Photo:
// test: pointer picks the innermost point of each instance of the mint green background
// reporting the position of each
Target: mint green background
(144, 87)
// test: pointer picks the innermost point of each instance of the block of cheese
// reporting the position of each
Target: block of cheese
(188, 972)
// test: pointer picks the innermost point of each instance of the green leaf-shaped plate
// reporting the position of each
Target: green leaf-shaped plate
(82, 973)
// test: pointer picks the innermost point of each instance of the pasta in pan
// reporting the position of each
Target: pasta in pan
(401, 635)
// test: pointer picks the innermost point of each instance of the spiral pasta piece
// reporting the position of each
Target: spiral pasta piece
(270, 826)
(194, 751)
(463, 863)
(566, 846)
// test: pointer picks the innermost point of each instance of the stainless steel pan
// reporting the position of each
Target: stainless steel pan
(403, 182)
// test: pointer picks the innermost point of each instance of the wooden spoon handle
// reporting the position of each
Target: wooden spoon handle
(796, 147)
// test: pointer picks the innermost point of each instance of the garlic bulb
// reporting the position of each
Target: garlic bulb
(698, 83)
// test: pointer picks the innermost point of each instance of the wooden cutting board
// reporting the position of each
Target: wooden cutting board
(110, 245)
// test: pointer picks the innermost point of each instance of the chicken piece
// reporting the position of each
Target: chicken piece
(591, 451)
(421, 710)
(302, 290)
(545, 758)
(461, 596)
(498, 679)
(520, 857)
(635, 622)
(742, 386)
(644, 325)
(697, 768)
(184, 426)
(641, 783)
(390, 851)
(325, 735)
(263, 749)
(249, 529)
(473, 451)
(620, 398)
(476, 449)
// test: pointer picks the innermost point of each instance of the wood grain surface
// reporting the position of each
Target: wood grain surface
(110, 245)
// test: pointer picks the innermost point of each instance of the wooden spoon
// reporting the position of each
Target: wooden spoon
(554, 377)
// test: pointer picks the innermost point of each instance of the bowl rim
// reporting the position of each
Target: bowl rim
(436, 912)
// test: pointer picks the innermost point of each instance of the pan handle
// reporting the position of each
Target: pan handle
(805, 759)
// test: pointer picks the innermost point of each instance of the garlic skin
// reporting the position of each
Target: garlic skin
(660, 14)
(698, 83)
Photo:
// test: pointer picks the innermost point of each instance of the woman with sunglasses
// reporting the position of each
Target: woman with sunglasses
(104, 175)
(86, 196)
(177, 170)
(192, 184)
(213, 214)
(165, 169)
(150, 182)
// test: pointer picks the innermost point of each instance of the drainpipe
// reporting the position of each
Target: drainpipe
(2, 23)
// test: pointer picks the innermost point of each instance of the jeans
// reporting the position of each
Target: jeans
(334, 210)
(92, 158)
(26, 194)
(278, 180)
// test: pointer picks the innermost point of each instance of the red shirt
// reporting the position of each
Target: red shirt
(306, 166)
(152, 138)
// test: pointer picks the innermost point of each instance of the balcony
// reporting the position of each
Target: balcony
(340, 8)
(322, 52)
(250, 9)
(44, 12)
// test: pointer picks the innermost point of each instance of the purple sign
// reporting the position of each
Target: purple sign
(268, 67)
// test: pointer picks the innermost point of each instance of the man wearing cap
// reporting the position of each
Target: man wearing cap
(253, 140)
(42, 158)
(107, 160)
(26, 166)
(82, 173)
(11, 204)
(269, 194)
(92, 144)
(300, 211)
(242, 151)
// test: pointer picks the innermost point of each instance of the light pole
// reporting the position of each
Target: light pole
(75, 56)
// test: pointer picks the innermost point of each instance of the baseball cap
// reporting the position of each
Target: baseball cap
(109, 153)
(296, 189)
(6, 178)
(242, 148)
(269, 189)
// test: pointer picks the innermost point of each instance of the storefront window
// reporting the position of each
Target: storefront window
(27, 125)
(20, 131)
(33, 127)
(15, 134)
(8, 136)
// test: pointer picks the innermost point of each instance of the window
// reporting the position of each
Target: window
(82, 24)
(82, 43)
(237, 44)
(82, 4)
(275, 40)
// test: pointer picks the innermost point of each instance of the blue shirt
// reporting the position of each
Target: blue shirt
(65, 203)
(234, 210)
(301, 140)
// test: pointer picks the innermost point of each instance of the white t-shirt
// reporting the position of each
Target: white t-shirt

*Exercise instructions*. The word "white" appears in some lines of the data. Copy every one of those lines.

*Output of the task*.
// test: pointer picks the innermost point of each instance of the white t-shirt
Target: white t-shirt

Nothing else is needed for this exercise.